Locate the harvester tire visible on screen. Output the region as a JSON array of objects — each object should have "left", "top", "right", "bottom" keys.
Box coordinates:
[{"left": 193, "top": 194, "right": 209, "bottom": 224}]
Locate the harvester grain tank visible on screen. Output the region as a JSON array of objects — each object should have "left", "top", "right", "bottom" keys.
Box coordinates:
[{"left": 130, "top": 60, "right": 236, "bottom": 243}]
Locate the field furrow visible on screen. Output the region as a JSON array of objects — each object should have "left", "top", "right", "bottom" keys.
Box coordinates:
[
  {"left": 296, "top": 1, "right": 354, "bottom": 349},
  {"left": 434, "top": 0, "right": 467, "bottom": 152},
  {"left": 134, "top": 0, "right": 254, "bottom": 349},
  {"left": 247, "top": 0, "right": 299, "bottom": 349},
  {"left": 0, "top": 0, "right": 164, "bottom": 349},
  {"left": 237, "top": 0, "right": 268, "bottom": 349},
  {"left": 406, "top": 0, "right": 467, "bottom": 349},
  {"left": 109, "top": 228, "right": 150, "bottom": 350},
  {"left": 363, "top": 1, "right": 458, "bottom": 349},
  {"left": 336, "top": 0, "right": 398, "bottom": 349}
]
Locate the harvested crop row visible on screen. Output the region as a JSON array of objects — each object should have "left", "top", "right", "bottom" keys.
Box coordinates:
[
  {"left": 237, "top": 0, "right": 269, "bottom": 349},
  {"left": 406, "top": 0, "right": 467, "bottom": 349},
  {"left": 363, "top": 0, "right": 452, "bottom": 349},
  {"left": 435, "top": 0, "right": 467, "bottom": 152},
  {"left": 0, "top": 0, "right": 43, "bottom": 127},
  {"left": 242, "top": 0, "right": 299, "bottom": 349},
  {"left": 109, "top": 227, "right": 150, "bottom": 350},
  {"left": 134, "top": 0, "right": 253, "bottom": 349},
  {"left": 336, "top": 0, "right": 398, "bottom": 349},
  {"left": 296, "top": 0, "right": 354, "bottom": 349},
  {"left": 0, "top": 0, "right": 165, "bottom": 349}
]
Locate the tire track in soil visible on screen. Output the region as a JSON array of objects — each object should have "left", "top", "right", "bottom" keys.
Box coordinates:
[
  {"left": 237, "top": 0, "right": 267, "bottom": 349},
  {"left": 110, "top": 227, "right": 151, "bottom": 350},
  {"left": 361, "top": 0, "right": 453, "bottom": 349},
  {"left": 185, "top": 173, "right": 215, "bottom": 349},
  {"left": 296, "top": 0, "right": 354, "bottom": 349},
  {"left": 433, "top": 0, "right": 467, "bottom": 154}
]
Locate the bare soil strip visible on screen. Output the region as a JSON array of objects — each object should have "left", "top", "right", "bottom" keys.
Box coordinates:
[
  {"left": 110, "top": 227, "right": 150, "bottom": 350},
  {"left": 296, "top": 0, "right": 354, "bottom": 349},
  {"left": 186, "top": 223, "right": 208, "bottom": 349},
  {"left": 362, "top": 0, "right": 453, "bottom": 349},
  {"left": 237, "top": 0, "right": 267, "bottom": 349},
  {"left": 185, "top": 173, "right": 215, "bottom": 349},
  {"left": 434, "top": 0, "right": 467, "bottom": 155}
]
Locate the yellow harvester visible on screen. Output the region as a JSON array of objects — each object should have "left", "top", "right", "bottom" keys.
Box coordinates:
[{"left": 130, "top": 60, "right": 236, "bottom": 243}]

***

REQUIRED TASK | Reproduce all of the material above word for word, without altering any line.

COMPLETED TASK |
Locate the harvester tire visible on screen. Output the region as a JSON array of objects — each object should have "left", "top", "right", "bottom" keys.
Box coordinates:
[{"left": 193, "top": 194, "right": 209, "bottom": 224}]
Locate the harvester grain tank visible on screen. Output the region as a JSON array of objects — each object should have "left", "top", "right", "bottom" keys.
Box coordinates:
[{"left": 130, "top": 60, "right": 236, "bottom": 243}]
Locate the field furrow visible on screen. Output the region as a JSON array of objects — each object should have "left", "top", "right", "bottom" keys.
Box coordinates:
[
  {"left": 296, "top": 1, "right": 354, "bottom": 349},
  {"left": 434, "top": 0, "right": 467, "bottom": 152},
  {"left": 134, "top": 0, "right": 254, "bottom": 349},
  {"left": 247, "top": 0, "right": 299, "bottom": 349},
  {"left": 0, "top": 0, "right": 164, "bottom": 349},
  {"left": 237, "top": 0, "right": 268, "bottom": 349},
  {"left": 406, "top": 0, "right": 467, "bottom": 349},
  {"left": 109, "top": 228, "right": 150, "bottom": 350},
  {"left": 363, "top": 1, "right": 458, "bottom": 349},
  {"left": 336, "top": 0, "right": 398, "bottom": 349}
]
Locate the harvested crop row visible on screen. Output the region as a JSON array of objects — each object should have "left", "top", "right", "bottom" keys.
Box coordinates:
[
  {"left": 237, "top": 0, "right": 269, "bottom": 349},
  {"left": 406, "top": 0, "right": 467, "bottom": 349},
  {"left": 363, "top": 0, "right": 452, "bottom": 349},
  {"left": 435, "top": 0, "right": 467, "bottom": 152},
  {"left": 0, "top": 0, "right": 43, "bottom": 127},
  {"left": 242, "top": 0, "right": 299, "bottom": 349},
  {"left": 109, "top": 227, "right": 150, "bottom": 350},
  {"left": 134, "top": 0, "right": 253, "bottom": 349},
  {"left": 336, "top": 0, "right": 398, "bottom": 349},
  {"left": 296, "top": 0, "right": 354, "bottom": 349},
  {"left": 0, "top": 0, "right": 165, "bottom": 349}
]
Locate the tire track in soil visible on screen. Output the region as a JSON array of objects — each object should have "left", "top", "right", "bottom" keys.
Box coordinates:
[
  {"left": 237, "top": 0, "right": 267, "bottom": 349},
  {"left": 110, "top": 227, "right": 151, "bottom": 350},
  {"left": 361, "top": 0, "right": 453, "bottom": 349},
  {"left": 185, "top": 173, "right": 215, "bottom": 349},
  {"left": 296, "top": 0, "right": 354, "bottom": 349},
  {"left": 433, "top": 0, "right": 467, "bottom": 154}
]
Locate the bare soil strip visible on screen. Output the region as a JSON array of objects — each object should have "left", "top", "right", "bottom" keys.
Box coordinates:
[
  {"left": 110, "top": 227, "right": 150, "bottom": 350},
  {"left": 296, "top": 0, "right": 354, "bottom": 349},
  {"left": 186, "top": 223, "right": 208, "bottom": 349},
  {"left": 362, "top": 0, "right": 453, "bottom": 349},
  {"left": 237, "top": 0, "right": 267, "bottom": 349},
  {"left": 185, "top": 173, "right": 215, "bottom": 349},
  {"left": 434, "top": 0, "right": 467, "bottom": 155}
]
Locate the yellow harvester visible on screen. Output the region as a JSON array of objects — each object should have "left", "top", "right", "bottom" keys.
Box coordinates:
[{"left": 130, "top": 60, "right": 236, "bottom": 243}]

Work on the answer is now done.